**To be done**
Beginning with the line containing "Target = dark landmass" and ending with the last line, repeat the records exactly.

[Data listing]
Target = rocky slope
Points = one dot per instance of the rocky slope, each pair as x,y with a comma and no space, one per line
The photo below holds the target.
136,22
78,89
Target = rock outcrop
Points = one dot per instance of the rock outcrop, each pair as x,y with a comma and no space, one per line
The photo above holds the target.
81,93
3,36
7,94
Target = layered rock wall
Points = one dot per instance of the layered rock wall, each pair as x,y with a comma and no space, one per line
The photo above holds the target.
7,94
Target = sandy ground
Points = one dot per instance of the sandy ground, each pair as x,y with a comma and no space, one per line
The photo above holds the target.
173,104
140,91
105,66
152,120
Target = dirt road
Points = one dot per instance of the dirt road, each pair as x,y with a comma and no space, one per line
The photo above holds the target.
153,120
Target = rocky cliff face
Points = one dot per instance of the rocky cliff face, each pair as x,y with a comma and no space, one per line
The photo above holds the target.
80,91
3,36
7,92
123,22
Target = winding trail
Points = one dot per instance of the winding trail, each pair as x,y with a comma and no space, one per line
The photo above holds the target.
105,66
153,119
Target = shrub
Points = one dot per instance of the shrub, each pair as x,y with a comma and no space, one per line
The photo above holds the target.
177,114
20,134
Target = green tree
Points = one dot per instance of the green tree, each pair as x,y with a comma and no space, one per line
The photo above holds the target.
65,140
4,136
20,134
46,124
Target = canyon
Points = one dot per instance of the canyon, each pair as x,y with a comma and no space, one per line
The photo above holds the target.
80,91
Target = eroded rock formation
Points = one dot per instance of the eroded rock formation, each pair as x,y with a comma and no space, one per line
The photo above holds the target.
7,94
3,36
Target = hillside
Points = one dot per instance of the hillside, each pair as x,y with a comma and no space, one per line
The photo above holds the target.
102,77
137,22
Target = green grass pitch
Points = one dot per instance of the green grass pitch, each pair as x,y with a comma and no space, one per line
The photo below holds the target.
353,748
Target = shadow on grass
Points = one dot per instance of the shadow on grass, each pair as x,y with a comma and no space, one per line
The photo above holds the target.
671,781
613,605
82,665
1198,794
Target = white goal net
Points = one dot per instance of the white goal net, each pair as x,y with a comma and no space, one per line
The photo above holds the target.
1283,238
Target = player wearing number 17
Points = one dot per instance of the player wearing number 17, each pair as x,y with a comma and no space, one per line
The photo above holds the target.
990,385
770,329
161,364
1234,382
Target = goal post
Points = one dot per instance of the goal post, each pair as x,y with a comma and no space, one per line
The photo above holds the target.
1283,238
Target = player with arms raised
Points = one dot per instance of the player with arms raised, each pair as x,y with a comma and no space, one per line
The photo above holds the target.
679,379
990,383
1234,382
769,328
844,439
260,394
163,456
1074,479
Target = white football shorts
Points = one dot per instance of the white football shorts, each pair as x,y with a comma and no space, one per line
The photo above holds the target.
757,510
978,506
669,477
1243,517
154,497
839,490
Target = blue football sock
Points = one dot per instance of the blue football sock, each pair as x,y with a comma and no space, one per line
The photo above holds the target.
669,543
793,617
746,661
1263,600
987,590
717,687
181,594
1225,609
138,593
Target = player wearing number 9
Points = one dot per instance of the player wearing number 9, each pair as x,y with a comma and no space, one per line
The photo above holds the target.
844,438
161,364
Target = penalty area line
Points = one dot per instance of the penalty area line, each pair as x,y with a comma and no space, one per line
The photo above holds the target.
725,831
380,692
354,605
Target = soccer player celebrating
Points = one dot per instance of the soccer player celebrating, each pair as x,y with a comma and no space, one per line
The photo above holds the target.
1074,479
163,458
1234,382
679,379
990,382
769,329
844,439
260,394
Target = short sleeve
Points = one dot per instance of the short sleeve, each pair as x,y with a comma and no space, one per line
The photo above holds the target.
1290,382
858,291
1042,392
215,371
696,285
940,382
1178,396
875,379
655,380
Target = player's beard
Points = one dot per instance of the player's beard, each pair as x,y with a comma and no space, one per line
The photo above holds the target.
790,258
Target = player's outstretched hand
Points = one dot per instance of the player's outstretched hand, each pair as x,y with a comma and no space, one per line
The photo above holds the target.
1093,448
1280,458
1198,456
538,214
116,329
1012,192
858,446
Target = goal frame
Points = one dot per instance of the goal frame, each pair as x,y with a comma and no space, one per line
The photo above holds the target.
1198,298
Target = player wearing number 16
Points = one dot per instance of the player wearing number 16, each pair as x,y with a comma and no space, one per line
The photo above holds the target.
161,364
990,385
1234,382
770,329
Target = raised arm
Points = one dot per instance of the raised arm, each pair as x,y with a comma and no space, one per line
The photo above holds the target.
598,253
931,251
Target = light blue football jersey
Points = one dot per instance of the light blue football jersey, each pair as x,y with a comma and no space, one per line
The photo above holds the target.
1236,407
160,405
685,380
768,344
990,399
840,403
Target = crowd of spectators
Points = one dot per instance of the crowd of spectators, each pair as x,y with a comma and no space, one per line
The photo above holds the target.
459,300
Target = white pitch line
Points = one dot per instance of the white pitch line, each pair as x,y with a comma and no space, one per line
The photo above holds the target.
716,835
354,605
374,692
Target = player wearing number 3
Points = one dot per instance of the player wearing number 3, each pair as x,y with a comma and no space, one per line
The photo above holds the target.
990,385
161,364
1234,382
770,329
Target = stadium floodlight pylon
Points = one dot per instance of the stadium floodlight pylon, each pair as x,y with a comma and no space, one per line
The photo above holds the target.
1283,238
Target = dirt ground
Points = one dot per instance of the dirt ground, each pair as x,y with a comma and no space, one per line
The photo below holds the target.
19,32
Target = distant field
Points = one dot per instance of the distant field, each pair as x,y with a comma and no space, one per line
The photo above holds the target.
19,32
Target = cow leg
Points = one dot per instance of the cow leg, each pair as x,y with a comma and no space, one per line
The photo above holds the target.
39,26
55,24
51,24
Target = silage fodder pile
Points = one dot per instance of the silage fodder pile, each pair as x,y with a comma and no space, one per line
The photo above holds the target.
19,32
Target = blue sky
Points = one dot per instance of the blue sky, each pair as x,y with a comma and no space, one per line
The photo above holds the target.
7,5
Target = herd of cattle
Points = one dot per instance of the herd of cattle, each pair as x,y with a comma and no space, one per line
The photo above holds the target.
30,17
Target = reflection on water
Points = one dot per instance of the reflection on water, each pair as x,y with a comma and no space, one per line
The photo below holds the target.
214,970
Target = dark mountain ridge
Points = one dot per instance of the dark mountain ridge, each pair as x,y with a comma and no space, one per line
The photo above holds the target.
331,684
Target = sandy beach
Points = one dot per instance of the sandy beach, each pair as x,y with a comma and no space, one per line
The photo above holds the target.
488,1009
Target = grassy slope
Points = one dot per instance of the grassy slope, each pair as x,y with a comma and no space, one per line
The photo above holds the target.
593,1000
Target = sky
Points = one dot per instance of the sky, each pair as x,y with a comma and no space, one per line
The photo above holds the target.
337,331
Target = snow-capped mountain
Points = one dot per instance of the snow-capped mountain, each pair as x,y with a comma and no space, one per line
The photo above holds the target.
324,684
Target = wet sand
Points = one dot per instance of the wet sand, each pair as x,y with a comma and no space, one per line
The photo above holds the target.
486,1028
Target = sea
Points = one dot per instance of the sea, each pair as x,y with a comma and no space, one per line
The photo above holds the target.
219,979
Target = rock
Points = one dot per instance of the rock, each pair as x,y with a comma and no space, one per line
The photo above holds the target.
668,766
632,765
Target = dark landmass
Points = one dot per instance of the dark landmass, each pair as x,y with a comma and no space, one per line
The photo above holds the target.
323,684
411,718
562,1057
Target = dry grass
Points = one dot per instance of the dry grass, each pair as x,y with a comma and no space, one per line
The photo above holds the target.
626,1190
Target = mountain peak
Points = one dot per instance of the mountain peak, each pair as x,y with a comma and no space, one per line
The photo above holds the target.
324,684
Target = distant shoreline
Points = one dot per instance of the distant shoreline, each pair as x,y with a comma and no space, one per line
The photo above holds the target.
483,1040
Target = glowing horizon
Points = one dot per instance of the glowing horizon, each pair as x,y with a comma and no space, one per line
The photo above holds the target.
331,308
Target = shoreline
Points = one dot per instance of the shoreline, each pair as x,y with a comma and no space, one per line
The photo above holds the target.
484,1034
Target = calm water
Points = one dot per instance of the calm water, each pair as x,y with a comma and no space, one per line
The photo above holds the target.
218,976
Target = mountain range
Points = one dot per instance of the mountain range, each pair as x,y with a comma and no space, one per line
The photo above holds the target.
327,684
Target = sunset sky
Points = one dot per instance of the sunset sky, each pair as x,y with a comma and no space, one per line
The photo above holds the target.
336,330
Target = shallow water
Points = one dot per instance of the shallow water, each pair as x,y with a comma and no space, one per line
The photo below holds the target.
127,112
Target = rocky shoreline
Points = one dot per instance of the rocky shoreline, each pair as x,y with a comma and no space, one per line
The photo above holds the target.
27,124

**Written answer**
Target = dark landmass
Points = one dot per instance of the dark landmass, each pair as x,y with a comma and no space, one per line
The photo above holds the target.
323,684
411,718
562,1057
Target = dry grass
Points = one dot per instance of the dry grass, each pair as x,y with a comma and no space, one per line
The photo above holds the target.
626,1190
Target = mountain peak
Points = one dot per instance of the mountain peak, each pair as x,y with a comma and no space, one per line
The photo above holds the target.
324,684
Target = distant shoreline
Points = one dot per instance of the distant shoreline, each pair as x,y with a comma and no space, one per line
The photo above holds the target.
483,1040
Target = glowing horizon
Points = one dot per instance of the glowing horizon, each pair as x,y with a comma and no space, one per line
The photo above holds the target.
331,308
Target = shoreline
Points = one dot per instance of the shoreline, each pair as x,y with a comma and no space, one per line
The photo above holds the target.
484,1034
Target = calm water
Points = one dot per instance of the calm water, each pair as x,y with a comma and no space, one per line
The photo above holds the target.
218,976
Target = mountain range
Points = one dot per instance of the mountain range, each pair as x,y with a comma and no space, one per line
The photo above holds the target.
327,684
Target = sunset sky
Points = one dot per instance of the sunset sky, each pair as x,y with a comma and no space, one per line
The photo above holds the target.
336,330
Target = shallow water
Points = one dot per instance of the shallow water, each pair as x,y with a comma and no space, one per line
The photo below holds the target.
127,112
Target = rocky shoreline
Points = one dot per instance of the rocky shoreline, each pair as x,y with a comma and no space, one per line
The photo above holds the target.
27,124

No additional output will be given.